Dataset entries
=======

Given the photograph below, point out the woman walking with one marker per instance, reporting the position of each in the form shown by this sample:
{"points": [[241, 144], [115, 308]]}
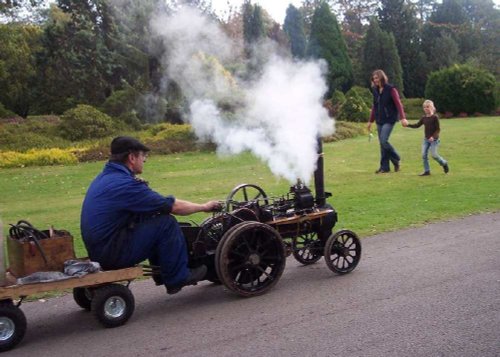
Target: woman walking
{"points": [[386, 110]]}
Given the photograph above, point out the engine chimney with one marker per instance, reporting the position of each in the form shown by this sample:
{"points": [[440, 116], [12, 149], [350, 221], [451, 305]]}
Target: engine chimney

=======

EXERCISE AIM:
Within the data above, count the lines that contain the string "this"; the reply is the number alone.

SOLVED PROBLEM:
2